任务目标: 原样返回下面的行：从含有“For the dirt field”的那一行起，一直到数据的最后一行，首尾两行都包括在内。

········

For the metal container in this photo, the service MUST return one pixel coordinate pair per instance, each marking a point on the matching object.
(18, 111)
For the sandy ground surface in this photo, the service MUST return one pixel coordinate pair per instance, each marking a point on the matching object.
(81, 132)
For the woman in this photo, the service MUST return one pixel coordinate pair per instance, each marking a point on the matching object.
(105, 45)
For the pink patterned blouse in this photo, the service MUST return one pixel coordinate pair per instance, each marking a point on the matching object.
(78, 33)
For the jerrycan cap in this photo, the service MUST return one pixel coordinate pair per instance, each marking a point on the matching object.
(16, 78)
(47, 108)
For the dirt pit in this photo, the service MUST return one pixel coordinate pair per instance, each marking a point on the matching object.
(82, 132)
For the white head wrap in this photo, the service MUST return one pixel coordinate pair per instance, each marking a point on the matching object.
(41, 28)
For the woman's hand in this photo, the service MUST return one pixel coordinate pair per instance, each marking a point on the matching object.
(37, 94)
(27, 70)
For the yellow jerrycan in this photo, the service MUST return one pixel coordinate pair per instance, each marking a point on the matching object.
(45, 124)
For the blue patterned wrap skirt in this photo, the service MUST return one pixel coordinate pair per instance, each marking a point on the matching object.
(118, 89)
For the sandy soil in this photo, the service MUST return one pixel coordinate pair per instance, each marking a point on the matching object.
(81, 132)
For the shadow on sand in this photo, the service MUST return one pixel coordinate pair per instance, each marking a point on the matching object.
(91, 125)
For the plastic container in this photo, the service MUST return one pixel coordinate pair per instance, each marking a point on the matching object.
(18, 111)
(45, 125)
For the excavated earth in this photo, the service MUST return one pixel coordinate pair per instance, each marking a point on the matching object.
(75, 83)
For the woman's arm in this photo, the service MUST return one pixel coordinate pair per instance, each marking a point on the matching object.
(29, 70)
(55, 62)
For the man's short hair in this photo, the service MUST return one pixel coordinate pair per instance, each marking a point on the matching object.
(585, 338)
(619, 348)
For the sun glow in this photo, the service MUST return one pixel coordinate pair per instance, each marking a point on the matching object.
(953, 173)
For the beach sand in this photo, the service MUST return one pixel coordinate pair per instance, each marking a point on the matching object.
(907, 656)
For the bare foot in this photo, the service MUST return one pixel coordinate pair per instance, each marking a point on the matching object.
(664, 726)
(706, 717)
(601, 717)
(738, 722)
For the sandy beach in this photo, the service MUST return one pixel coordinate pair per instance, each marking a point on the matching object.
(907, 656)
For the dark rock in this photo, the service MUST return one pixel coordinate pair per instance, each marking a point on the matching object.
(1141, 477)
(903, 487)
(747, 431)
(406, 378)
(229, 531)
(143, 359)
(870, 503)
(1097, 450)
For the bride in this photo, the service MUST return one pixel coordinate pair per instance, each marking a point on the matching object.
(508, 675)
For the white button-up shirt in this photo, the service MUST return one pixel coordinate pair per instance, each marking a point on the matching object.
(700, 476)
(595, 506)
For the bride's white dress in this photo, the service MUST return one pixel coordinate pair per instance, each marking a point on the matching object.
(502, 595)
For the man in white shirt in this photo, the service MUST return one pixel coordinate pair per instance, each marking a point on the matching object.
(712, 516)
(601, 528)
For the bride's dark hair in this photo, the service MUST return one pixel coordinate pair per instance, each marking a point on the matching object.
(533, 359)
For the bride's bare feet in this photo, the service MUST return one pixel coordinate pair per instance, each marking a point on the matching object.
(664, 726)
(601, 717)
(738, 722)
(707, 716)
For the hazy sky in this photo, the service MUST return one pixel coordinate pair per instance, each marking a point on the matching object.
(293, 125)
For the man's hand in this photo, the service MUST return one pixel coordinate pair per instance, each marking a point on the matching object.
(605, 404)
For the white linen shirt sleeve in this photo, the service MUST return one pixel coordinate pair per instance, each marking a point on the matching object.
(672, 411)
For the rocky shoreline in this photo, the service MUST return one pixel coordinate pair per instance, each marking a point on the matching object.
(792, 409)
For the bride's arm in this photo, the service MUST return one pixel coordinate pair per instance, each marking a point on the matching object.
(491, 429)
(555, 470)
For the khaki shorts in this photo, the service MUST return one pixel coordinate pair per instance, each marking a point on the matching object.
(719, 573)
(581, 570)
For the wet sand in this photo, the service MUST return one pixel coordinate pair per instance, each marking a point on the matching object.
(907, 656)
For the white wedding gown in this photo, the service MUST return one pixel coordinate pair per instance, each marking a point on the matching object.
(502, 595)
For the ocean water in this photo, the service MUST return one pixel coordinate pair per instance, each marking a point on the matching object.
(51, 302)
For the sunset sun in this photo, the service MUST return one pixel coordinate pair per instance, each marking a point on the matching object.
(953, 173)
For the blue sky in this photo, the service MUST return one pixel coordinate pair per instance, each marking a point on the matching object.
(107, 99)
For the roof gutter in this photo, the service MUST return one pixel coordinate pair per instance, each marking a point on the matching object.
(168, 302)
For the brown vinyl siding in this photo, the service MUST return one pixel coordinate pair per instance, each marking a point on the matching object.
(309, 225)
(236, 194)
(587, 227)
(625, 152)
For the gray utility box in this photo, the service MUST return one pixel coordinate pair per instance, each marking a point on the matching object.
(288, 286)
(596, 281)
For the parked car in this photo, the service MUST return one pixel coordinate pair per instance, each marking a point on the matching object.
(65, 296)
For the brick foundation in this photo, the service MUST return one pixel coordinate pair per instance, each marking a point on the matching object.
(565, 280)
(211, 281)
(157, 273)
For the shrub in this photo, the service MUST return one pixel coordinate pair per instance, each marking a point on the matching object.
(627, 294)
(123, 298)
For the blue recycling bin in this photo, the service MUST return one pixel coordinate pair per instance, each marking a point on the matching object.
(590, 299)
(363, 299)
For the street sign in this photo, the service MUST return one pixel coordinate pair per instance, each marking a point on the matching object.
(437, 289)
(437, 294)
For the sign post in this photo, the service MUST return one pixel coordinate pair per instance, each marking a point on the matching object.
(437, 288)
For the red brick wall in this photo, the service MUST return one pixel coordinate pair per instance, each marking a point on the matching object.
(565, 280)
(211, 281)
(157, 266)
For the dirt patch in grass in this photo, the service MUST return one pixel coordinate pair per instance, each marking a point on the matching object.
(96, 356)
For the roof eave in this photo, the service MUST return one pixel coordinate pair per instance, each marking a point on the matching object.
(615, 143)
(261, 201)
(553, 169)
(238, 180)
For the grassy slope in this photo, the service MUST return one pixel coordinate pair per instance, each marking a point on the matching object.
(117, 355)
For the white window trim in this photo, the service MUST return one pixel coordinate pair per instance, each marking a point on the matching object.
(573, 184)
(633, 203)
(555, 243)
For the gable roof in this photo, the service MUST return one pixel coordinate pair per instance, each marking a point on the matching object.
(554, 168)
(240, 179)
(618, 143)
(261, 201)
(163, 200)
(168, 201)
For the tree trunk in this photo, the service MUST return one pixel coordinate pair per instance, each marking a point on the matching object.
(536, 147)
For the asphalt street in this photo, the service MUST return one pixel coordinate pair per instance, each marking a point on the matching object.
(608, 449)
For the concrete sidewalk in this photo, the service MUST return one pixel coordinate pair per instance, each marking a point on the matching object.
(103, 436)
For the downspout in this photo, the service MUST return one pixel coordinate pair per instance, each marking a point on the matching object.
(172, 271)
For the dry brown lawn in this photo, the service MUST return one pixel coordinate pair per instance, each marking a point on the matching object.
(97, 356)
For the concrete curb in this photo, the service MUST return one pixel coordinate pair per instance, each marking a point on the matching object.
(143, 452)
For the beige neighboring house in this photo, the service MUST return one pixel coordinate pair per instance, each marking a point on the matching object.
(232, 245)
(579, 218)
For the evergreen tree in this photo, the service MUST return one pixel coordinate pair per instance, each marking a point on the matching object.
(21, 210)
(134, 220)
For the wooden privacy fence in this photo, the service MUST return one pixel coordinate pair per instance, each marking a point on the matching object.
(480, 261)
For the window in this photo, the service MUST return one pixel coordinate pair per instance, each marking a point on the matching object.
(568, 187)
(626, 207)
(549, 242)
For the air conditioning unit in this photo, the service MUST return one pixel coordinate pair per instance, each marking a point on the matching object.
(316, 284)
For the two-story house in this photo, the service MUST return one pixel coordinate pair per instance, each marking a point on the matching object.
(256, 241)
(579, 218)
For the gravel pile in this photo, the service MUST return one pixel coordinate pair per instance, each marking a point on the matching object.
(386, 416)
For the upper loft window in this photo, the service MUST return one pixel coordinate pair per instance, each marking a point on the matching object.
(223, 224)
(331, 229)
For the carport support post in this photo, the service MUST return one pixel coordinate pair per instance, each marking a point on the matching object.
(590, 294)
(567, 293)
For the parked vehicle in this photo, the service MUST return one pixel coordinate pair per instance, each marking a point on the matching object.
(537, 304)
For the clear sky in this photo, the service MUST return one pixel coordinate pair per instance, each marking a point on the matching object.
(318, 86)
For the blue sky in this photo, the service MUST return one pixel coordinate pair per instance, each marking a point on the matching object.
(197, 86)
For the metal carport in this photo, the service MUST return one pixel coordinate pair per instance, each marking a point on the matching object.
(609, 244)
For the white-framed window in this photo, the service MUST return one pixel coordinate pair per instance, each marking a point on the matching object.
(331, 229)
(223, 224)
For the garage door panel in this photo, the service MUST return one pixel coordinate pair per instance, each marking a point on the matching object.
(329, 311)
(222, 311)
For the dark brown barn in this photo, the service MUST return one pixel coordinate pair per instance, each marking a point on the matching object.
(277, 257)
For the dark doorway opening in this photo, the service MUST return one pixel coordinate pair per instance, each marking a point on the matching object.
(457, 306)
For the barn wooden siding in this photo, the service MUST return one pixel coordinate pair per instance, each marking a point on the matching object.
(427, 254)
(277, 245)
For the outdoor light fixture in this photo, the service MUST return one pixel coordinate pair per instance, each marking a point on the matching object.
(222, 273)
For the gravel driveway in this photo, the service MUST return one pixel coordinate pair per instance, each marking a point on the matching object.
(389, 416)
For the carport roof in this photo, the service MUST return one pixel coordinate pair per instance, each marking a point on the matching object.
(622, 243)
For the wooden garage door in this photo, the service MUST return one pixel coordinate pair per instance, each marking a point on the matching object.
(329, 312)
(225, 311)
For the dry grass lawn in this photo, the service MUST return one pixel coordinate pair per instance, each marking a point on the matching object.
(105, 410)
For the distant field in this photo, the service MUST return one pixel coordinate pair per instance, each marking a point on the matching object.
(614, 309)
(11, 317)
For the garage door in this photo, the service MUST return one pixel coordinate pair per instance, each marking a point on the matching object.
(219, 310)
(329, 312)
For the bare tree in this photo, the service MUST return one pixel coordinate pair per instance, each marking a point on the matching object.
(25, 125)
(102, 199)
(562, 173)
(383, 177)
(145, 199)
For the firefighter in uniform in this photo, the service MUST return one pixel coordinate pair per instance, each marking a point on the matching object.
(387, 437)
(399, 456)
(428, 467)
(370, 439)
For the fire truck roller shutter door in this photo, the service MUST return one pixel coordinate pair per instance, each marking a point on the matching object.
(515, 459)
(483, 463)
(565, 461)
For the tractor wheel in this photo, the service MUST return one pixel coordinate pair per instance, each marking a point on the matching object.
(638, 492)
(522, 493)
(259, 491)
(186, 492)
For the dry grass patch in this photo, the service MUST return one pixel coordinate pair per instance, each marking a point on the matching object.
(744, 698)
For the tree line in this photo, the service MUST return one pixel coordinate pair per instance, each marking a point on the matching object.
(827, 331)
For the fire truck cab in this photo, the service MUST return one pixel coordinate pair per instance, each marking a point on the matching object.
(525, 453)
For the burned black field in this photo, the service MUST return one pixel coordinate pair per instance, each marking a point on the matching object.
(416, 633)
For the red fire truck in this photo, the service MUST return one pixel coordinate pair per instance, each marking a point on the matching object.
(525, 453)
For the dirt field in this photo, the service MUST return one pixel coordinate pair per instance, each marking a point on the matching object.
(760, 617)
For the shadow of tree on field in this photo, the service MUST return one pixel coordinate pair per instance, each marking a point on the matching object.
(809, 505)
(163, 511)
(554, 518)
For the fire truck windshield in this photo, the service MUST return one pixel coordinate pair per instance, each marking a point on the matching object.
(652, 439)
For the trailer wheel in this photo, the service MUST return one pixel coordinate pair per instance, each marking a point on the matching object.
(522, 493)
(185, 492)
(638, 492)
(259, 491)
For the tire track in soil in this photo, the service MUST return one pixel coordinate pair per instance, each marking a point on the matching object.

········

完成练习:
For the dirt field in this photo, the service MUST return one pixel coordinate pair per instance, each marking a point on the matching object.
(760, 617)
For the shadow of tree on field in this photo, the service MUST return one pixel coordinate pair per instance, each marking a point on the matching object.
(809, 505)
(163, 511)
(554, 518)
For the fire truck windshield in this photo, the service MUST return one pixel coordinate pair per instance, each marking a point on the matching object.
(652, 439)
For the trailer wheel in this photo, the service MUST return one pixel coordinate pair per instance, each marking a point on the matching object.
(522, 493)
(185, 492)
(638, 492)
(259, 491)
For the tire track in soil in this photo, the service MUST return one pixel coordinate pair per instance, each marking a point on the matching object.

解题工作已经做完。